Stated exercise: Convert the lines from the one containing "shelf? Each instance should receive its own outline." through the end of the records, both ends included, into a JSON list of strings with one string per line and blank lines omitted.

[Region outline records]
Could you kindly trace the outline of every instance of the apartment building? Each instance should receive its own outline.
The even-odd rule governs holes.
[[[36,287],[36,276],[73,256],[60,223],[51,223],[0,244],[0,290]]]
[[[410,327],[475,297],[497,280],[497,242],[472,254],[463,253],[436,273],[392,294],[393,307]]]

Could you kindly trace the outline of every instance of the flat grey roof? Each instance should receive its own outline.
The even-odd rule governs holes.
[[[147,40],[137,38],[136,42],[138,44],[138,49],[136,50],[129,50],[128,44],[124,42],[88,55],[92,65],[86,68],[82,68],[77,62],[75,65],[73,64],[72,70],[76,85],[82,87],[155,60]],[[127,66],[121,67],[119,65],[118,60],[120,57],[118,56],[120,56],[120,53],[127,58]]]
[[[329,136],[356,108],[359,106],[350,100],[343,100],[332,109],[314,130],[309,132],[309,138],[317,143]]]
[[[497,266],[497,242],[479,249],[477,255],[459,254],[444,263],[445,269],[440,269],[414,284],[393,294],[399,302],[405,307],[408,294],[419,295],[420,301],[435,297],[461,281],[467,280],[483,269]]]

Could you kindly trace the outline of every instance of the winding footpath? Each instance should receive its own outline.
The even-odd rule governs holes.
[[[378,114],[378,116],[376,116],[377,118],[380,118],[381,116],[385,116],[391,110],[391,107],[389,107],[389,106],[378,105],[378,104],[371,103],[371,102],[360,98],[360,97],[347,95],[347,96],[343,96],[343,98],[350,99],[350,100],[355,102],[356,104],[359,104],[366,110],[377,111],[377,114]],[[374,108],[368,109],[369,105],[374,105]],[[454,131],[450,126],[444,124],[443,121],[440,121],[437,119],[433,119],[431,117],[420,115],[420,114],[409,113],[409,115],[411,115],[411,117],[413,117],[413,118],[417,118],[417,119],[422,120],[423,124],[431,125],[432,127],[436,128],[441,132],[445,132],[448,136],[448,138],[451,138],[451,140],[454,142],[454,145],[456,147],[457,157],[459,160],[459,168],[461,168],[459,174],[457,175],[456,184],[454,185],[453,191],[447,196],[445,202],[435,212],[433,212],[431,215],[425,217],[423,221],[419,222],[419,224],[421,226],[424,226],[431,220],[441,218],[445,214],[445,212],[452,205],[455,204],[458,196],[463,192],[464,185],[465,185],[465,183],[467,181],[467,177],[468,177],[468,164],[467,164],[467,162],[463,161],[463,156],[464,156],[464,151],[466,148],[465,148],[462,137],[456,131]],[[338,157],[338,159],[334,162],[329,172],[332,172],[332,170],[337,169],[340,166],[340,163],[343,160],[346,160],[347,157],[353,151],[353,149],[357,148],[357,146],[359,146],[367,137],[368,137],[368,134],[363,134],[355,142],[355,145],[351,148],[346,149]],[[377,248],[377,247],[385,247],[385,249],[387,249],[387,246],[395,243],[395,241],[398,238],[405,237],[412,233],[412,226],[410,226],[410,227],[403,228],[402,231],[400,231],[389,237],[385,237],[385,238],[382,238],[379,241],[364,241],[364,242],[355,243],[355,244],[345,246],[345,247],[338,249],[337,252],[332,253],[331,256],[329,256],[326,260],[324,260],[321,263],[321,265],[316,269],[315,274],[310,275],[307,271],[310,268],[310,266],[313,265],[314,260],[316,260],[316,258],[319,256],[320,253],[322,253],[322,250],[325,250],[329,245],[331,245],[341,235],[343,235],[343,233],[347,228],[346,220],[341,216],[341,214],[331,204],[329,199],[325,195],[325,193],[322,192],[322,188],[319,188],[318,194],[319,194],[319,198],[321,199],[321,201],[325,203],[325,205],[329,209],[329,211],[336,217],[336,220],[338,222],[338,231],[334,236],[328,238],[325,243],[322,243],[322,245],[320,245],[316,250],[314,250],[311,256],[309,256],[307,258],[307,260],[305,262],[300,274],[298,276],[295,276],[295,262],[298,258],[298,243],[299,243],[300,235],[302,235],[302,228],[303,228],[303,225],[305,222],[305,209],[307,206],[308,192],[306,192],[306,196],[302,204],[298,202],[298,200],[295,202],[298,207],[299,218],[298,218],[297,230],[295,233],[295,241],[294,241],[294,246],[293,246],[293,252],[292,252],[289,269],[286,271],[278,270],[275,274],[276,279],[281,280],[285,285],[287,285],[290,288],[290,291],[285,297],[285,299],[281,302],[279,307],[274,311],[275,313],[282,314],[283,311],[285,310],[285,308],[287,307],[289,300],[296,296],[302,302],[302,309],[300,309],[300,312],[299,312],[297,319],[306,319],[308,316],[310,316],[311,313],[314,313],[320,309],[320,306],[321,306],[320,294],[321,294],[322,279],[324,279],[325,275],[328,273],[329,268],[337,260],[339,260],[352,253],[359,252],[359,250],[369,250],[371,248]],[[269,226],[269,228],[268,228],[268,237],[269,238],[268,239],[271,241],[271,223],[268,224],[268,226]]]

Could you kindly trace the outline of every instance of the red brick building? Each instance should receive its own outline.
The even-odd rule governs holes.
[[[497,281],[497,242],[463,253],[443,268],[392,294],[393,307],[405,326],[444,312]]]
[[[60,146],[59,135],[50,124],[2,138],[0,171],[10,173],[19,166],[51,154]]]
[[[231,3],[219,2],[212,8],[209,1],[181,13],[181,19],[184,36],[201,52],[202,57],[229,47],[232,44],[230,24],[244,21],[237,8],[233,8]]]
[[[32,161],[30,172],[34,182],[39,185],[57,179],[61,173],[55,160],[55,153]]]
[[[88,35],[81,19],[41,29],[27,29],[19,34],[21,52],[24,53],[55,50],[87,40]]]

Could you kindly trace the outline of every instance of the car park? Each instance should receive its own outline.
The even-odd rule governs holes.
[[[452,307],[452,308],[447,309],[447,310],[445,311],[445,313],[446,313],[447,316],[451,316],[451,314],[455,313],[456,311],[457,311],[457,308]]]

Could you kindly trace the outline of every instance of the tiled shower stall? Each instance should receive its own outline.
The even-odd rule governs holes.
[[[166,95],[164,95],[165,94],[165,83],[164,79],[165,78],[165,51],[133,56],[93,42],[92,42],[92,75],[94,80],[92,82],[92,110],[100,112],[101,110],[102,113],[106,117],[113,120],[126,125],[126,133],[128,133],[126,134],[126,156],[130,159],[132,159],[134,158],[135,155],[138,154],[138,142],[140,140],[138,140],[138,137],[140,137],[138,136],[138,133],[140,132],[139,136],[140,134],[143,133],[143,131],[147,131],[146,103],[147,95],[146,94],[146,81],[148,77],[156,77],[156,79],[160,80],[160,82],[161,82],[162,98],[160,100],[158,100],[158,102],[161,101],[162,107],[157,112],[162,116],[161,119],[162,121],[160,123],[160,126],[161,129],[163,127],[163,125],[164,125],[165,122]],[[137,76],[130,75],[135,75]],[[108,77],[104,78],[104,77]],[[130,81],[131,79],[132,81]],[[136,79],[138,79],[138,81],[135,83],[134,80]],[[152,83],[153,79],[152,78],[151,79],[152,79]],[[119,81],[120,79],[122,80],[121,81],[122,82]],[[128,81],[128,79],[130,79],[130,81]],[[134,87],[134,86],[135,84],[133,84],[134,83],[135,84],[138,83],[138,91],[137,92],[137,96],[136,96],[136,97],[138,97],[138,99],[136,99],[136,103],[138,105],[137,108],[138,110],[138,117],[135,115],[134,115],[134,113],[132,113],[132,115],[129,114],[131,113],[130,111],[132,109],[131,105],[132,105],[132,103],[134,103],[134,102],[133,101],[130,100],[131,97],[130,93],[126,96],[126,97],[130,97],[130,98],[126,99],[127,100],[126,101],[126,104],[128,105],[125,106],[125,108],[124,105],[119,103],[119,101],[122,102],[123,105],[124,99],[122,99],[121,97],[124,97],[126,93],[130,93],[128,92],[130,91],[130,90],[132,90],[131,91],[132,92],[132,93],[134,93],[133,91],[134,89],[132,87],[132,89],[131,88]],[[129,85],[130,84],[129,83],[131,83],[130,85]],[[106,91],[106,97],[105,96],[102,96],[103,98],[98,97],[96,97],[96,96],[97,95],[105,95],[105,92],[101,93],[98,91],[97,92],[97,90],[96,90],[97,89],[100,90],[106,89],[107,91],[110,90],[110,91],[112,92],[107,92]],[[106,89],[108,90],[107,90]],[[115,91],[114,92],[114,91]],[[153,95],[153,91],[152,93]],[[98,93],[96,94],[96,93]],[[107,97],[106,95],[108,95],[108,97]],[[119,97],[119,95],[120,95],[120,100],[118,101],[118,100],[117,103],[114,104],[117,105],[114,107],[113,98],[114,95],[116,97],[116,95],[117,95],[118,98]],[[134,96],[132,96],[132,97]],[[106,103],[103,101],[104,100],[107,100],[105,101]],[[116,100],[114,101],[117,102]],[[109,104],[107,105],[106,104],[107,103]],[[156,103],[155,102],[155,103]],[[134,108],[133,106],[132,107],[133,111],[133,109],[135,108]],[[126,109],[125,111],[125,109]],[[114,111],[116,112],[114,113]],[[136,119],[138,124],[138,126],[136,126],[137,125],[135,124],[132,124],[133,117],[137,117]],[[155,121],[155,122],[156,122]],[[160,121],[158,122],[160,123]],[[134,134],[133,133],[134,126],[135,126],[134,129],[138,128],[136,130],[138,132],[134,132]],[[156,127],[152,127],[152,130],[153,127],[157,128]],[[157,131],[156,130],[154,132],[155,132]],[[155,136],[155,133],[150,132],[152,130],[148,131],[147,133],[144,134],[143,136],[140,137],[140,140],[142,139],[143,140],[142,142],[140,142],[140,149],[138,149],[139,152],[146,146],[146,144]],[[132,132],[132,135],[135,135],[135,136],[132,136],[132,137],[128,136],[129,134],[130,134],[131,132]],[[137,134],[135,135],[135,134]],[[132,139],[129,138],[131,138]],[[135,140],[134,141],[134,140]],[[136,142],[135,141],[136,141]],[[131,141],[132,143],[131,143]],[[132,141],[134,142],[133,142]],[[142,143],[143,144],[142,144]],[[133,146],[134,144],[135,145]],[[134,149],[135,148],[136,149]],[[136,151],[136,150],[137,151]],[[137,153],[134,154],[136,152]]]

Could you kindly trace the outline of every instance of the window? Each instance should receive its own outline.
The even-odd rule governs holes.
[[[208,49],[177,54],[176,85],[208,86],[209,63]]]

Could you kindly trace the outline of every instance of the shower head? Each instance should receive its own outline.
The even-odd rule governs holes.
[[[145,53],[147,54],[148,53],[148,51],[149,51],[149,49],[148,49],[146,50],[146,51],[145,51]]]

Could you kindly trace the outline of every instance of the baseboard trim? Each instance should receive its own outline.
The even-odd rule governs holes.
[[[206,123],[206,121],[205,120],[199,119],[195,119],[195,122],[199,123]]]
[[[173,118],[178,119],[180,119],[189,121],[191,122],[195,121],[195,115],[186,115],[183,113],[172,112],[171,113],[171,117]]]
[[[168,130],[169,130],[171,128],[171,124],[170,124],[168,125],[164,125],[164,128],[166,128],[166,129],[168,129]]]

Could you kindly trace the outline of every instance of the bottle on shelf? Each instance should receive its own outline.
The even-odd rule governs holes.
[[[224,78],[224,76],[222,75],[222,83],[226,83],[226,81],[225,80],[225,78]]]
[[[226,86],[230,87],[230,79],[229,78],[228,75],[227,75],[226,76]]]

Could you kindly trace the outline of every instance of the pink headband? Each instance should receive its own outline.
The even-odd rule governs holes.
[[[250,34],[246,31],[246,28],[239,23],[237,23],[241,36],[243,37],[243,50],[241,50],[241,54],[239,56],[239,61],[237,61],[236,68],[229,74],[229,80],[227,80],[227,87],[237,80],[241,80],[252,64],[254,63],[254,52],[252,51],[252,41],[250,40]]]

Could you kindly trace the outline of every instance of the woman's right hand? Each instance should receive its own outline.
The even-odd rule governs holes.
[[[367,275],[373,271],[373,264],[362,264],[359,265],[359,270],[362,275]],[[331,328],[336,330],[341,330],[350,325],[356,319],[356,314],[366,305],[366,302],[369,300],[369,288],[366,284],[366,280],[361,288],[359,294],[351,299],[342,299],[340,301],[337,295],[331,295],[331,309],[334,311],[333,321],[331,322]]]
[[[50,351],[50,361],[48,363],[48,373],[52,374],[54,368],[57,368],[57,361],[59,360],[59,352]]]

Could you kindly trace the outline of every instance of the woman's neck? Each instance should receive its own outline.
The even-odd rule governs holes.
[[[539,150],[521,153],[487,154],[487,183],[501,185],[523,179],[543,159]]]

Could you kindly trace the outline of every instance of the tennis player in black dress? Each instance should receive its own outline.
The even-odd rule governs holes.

Task answer:
[
  "Could you kindly trace the outline of every instance of the bottle on shelf? Each instance should receive its own outline.",
  "The even-odd rule governs holes.",
  "[[[224,78],[224,76],[222,75],[222,83],[226,83],[226,81],[225,80],[225,78]]]",
  "[[[226,86],[230,87],[230,79],[229,78],[228,75],[227,75],[226,76]]]",
  "Could you kindly trace the outline of every instance of the pink headband? Each instance should receive its own outline.",
  "The even-odd rule governs holes.",
  "[[[250,34],[246,31],[246,28],[239,23],[237,23],[241,36],[243,37],[243,50],[241,50],[241,54],[239,56],[239,61],[237,61],[236,68],[229,74],[229,80],[227,80],[227,87],[237,80],[241,80],[252,64],[254,63],[254,52],[252,51],[252,41],[250,40]]]",
  "Could you kindly trace the outline of every instance of the woman's right hand? Each instance should receive its own outline.",
  "The even-odd rule governs holes.",
  "[[[367,275],[373,271],[373,264],[362,264],[359,265],[359,270],[362,275]],[[331,328],[336,330],[341,330],[350,325],[356,319],[356,314],[366,305],[366,302],[369,300],[369,288],[366,284],[366,280],[361,288],[359,294],[351,299],[342,299],[340,301],[337,295],[331,295],[331,309],[334,311],[333,321],[331,322]]]",
  "[[[50,351],[50,361],[48,363],[48,373],[52,374],[54,368],[57,368],[57,361],[59,360],[59,352]]]",
  "Could you kindly trace the outline of every instance of the woman's neck? Each instance should receive its own outline.",
  "The even-odd rule governs holes.",
  "[[[539,150],[521,153],[487,154],[487,183],[501,185],[523,179],[543,159]]]",
  "Could you kindly trace the outline of every instance of the tennis player in black dress? Each instance should receive its own outline.",
  "The even-odd rule governs holes."
]